Information provided section start

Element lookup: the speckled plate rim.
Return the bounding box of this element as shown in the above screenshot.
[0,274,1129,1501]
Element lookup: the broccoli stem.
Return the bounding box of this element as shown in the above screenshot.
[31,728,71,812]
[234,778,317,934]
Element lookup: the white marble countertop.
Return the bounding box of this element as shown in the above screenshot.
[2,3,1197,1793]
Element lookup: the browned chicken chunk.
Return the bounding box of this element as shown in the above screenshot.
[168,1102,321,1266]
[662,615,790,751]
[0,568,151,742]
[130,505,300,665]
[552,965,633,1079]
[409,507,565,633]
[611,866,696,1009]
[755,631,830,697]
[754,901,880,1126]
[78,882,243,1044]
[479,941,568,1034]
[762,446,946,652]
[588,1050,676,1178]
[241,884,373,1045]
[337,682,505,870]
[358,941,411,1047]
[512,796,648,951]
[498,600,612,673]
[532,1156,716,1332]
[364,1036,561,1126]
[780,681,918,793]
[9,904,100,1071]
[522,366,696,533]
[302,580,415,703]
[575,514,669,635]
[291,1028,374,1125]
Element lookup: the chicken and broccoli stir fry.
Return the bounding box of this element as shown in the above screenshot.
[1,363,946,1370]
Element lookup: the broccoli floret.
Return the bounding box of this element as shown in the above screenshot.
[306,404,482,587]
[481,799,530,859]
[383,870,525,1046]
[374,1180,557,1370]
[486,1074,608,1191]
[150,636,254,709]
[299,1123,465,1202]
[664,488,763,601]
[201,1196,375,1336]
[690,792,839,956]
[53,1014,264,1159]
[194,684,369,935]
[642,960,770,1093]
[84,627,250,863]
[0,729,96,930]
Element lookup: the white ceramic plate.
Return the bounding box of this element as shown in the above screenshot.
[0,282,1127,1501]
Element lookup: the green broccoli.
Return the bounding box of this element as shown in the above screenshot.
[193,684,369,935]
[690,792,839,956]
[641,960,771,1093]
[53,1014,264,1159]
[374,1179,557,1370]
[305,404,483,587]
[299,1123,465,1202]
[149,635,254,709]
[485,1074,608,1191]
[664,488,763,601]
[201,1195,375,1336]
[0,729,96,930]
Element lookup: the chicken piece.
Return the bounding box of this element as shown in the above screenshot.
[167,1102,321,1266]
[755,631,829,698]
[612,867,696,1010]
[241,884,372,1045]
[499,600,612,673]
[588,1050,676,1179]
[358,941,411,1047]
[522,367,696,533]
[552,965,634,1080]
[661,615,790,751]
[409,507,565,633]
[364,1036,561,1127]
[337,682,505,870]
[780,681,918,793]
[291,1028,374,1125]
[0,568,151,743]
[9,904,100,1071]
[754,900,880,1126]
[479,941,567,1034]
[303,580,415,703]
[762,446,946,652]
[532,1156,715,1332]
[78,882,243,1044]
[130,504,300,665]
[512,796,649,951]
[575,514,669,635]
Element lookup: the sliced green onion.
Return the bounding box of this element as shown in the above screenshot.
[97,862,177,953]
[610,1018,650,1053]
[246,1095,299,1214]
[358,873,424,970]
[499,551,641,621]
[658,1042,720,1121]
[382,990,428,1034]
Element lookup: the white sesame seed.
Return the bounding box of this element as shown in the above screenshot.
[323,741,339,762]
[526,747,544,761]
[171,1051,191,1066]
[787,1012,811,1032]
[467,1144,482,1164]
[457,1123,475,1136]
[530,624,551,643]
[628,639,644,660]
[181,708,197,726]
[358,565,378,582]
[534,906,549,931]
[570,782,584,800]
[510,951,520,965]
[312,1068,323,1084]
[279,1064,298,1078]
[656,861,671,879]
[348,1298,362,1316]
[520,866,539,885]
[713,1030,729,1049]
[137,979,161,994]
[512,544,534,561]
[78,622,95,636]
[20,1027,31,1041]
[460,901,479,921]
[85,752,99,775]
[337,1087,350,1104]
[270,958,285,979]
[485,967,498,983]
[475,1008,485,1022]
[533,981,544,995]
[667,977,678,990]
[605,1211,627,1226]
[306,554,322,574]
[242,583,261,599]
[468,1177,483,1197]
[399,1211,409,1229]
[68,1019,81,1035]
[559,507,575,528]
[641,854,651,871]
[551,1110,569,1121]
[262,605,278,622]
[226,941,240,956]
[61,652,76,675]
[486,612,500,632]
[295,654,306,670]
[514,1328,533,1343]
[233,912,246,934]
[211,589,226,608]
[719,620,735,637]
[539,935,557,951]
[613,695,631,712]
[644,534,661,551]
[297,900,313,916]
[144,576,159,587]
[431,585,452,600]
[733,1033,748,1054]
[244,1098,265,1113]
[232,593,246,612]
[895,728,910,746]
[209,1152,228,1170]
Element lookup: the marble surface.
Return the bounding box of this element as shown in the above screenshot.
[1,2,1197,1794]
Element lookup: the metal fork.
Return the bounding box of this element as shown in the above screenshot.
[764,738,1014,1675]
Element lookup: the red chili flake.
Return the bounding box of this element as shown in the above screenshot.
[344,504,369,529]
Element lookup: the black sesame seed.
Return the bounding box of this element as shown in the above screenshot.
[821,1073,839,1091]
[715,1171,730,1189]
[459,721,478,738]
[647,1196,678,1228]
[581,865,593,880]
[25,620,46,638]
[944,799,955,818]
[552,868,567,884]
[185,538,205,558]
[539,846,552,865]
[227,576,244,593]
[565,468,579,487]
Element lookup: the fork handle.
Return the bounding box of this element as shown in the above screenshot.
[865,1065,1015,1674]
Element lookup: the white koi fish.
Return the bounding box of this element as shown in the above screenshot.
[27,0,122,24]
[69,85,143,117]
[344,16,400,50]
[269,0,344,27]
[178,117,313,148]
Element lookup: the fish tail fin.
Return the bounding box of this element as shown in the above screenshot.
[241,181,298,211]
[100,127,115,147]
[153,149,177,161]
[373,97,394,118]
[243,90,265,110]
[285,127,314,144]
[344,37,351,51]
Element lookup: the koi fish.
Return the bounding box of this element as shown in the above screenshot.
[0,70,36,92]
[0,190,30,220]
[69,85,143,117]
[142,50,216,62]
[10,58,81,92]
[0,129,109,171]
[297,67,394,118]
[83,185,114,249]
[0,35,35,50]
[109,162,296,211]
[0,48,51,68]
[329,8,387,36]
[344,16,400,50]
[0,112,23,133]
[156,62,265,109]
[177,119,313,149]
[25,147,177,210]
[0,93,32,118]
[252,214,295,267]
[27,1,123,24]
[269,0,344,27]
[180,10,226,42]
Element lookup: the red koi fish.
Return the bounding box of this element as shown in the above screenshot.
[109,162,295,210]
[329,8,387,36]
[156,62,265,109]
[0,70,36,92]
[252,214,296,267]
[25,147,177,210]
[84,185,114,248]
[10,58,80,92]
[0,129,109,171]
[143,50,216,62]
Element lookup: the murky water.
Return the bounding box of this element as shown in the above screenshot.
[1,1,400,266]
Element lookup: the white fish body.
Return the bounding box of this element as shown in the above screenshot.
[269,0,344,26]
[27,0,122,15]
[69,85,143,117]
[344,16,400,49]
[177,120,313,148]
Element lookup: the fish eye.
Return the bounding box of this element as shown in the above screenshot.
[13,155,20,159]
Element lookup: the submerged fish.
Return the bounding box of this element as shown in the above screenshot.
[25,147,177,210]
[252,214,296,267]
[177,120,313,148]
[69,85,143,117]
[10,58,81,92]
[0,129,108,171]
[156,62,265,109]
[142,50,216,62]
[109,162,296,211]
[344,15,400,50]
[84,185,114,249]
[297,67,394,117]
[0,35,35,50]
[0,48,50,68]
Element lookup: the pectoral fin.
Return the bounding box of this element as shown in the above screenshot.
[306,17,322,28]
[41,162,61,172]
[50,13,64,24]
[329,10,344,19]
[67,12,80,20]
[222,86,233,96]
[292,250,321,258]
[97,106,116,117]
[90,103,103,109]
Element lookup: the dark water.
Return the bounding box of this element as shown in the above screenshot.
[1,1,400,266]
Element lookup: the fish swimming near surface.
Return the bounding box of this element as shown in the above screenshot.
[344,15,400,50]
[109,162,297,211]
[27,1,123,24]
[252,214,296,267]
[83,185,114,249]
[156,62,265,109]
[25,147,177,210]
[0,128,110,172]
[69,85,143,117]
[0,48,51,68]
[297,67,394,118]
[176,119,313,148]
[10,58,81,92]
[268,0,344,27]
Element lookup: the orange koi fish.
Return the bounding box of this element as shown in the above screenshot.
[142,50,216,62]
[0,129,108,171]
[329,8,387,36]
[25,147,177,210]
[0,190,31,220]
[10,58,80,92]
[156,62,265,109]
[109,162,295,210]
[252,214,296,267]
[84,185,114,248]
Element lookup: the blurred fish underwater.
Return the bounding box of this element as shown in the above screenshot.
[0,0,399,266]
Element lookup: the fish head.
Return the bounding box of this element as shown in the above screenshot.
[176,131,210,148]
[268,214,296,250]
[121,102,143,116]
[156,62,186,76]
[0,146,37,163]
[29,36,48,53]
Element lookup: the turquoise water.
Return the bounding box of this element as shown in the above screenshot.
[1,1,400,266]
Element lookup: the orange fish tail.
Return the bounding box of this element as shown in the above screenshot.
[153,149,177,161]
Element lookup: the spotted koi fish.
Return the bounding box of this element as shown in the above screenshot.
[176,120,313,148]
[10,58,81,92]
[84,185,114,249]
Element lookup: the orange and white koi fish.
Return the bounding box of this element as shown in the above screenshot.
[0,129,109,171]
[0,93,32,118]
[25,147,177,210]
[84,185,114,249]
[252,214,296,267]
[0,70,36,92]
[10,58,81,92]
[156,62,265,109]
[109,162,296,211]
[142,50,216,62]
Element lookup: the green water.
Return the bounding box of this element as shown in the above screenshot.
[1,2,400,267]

Information provided section end

▸ Task requirements: Both end lines included, restate word for word the lines above from the line with "Element lookup: the chicken and" to the line with "Element lookup: the chicken piece.", and nothing else.

▸ Task response:
Element lookup: the chicken and broccoli stir fry.
Return the bounding box of this element as shown in the above screenshot.
[1,363,946,1370]
Element lookup: the broccoli floret.
Return the bounding box of this element as shown in the above screenshot.
[306,404,482,587]
[481,799,530,859]
[383,870,525,1046]
[374,1180,557,1370]
[486,1074,608,1191]
[150,636,254,709]
[299,1123,465,1202]
[664,488,763,601]
[201,1196,375,1336]
[690,792,839,956]
[53,1014,264,1159]
[194,684,369,935]
[642,960,770,1093]
[84,627,250,863]
[0,729,96,930]
Element lookup: the white ceramic plate.
Return the bounding box of this element as shown in the above screenshot.
[0,282,1127,1501]
Element lookup: the green broccoli.
Return the bounding box of this element as shown in the above screenshot.
[193,684,369,935]
[690,792,839,956]
[641,960,771,1093]
[53,1014,264,1159]
[374,1179,557,1370]
[305,404,483,587]
[299,1123,465,1202]
[149,635,254,709]
[485,1074,608,1191]
[664,488,763,601]
[201,1195,375,1336]
[0,729,96,930]
Element lookup: the chicken piece.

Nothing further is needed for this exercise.